=== Task objective ===
Update the blog posts on China between "Not every headline" and "obedience and submission?", inclusive, changing "Blogosphere" to "Internet".

=== Text ===
★ ★ ★
Mr. Smith on Wednesday accused Google of "collaborating .. with persecutors" who imprison and torture Chinese citizens "in the service of truth."
This is, of course, utter nonsense.

I've expressed my disappointment with Google's decision already. But let's be honest: we all do business with China -- quite a bit of it. I never suggested -- because it cannot be suggested -- that what Google is about to do is somehow illegal. Despicable, perhaps. Unwise, perhaps. But not illegal. So Congress should butt out.

Not every headline requires a Congressional investigation; that's what we have the Blogosphere for.
Posted by Kip on 26 January 2006.
"China is Still a Dictatorship" Fact of the Day
What do you call it when the government manipulates the learning process of children to inculcate a blind sense of acceptance, obedience and submission?

Indoctrination?

No -- an online game:
Doing good deeds, volunteering on building sites and obtaining Chairman Mao's autograph are some of the objectives of "Learn from Lei Feng," a new online game starring the Chinese Communist Party's legendary hero.

The plot revolves around Lei Feng, a humble selfless People's Liberation Army soldier who, the myth goes, spent all his spare time and money helping the needy and serving the Party until tragically dying in an accident in 1962.
...
While the new online game includes a treasure hunt, the prize is not a special weapon or pile of gold but a copy of Mao's collected works.
Personally I prefer destroying the Nexus, speeding along in my Popka Meltfire and thwarting the evil (Chinese) villainess Mai Hem.

But then again, I'm not a Communist dictator trying to brainwash children. Go figure.

---

Speaking of Communist dictators and their online games:
A Chinese teacher was sentenced to 10 years in prison Friday for posting a "subversive" article advocating democracy online, a human rights group reported.

Secondary school teacher Ren Zhiyuan was convicted by a court in Jining, Shandong province, of "subversion of state power" because of an article he posted on the Internet called "The Road to Democracy," the New York-based Human Rights in China said in a statement released Friday.

In the article, Ren reportedly expressed the opinion that people have the right to use violence to overthrow tyranny. The indictment against him also said he had planned to set up an illegal organization called Mainland Democracy Frontline.
"Use violence to overthrow tyranny..."? Anyone care to wager whether V for Vendetta will be allowed in China?
Posted by Kip on 20 March 2006.
★ ★ ★
=== Dataset extract ===

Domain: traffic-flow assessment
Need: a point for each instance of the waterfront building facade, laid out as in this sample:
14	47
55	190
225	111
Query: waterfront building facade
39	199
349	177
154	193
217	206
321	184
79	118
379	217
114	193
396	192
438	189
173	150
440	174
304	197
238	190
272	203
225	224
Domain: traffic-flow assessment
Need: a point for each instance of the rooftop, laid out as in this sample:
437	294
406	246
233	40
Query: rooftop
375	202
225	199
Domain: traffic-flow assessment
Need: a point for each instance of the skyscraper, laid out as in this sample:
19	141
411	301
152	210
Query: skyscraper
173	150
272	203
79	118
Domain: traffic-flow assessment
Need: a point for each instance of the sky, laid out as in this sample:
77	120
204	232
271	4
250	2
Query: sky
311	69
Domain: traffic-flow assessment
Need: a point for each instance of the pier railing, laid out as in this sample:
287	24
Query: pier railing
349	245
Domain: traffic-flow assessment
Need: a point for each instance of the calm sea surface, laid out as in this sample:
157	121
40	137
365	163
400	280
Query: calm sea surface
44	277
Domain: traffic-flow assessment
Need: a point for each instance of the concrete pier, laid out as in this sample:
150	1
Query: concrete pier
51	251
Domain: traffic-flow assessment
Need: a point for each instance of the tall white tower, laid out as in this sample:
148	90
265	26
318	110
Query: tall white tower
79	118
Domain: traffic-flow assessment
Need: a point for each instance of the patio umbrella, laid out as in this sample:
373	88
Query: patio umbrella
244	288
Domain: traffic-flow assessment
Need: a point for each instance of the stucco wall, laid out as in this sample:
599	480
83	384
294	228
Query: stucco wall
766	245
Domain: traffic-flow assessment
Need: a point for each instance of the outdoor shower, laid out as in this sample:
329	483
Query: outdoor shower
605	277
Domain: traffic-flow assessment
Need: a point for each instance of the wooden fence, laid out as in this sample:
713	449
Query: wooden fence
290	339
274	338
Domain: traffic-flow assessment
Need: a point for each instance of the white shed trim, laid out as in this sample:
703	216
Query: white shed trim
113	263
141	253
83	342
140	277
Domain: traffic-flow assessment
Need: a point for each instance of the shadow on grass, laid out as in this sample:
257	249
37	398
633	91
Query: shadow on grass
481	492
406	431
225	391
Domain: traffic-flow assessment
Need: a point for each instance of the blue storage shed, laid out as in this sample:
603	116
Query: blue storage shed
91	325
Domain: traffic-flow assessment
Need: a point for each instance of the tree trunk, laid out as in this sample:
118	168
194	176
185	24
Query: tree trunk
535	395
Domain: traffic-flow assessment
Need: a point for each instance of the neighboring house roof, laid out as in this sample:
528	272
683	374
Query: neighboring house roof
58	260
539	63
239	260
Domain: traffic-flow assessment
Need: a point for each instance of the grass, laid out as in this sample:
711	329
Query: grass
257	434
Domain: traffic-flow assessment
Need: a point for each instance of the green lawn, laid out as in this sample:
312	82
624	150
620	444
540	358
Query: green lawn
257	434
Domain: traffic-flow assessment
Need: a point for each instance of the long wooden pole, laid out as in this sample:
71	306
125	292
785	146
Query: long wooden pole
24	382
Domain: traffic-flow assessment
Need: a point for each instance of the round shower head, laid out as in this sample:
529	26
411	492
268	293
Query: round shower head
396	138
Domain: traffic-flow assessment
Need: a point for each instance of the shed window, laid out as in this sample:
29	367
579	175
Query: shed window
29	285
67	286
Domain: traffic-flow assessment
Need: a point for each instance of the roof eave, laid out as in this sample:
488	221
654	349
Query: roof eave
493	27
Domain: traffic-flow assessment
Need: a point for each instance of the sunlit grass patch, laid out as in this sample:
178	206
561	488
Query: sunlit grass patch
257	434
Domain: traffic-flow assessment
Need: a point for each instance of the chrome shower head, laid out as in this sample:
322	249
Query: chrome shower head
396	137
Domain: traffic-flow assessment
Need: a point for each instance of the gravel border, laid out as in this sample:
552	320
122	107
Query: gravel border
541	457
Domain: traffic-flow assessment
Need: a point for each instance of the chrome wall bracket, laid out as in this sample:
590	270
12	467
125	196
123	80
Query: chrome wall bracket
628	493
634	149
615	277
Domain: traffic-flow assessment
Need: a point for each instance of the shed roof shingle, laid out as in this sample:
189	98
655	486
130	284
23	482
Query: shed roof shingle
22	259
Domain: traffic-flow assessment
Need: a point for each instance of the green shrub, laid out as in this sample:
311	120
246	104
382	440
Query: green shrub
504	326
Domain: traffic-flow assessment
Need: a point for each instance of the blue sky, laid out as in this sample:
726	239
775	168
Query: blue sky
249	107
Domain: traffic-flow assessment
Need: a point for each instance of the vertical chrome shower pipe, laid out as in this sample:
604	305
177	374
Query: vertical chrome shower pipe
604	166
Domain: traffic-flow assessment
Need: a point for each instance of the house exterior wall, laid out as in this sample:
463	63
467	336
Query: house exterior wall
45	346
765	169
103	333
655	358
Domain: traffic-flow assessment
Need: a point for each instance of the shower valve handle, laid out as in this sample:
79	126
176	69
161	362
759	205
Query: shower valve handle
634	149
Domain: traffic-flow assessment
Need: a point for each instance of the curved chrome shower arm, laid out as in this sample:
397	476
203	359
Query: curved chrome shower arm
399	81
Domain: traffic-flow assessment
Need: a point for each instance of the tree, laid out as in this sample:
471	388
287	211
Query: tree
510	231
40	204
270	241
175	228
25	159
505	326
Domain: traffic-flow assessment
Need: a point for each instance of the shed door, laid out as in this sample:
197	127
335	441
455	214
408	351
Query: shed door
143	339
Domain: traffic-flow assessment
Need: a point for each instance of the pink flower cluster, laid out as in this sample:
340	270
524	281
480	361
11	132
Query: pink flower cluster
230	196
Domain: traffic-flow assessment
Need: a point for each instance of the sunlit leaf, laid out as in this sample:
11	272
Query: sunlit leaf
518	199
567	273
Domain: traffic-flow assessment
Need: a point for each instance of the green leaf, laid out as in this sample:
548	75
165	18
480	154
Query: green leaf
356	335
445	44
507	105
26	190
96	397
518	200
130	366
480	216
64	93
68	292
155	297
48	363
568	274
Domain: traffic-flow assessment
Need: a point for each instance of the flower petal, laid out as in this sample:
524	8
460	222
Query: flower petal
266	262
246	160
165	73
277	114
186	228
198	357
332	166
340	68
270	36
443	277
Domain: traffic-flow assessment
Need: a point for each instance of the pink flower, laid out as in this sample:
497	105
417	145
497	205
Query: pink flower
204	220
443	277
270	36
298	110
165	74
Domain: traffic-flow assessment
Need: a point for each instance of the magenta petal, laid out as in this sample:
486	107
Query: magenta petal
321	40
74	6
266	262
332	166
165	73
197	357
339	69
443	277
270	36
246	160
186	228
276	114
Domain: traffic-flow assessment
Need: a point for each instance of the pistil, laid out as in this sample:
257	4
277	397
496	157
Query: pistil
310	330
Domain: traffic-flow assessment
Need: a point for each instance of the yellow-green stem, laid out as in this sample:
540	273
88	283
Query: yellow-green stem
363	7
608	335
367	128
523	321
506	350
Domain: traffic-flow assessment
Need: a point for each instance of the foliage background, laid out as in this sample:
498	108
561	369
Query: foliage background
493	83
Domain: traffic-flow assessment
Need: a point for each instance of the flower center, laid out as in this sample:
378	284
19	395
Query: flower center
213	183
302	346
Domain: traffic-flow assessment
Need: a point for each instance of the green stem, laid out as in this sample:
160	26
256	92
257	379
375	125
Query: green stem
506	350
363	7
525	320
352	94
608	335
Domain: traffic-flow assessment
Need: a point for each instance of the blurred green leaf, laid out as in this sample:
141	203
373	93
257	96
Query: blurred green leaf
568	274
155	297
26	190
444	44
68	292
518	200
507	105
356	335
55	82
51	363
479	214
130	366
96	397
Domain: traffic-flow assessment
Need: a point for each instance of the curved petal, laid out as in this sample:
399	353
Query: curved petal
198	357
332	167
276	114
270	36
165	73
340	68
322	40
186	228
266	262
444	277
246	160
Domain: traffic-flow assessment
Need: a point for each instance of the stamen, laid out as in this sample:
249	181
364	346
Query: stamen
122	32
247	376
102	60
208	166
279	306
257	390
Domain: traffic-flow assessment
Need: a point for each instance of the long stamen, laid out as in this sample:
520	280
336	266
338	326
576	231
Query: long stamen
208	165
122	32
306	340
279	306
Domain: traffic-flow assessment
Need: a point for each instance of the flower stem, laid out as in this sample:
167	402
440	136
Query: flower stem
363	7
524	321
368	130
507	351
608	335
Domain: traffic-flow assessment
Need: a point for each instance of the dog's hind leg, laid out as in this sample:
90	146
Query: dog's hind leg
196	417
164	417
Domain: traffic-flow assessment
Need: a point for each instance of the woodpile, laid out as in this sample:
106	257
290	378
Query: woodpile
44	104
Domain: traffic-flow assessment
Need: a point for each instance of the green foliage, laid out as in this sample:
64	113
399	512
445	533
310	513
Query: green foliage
★ ★ ★
=== Exercise output ===
Not every headline requires a Congressional investigation; that's what we have the Internet for.
Posted by Kip on 26 January 2006.
"China is Still a Dictatorship" Fact of the Day
What do you call it when the government manipulates the learning process of children to inculcate a blind sense of acceptance, obedience and submission?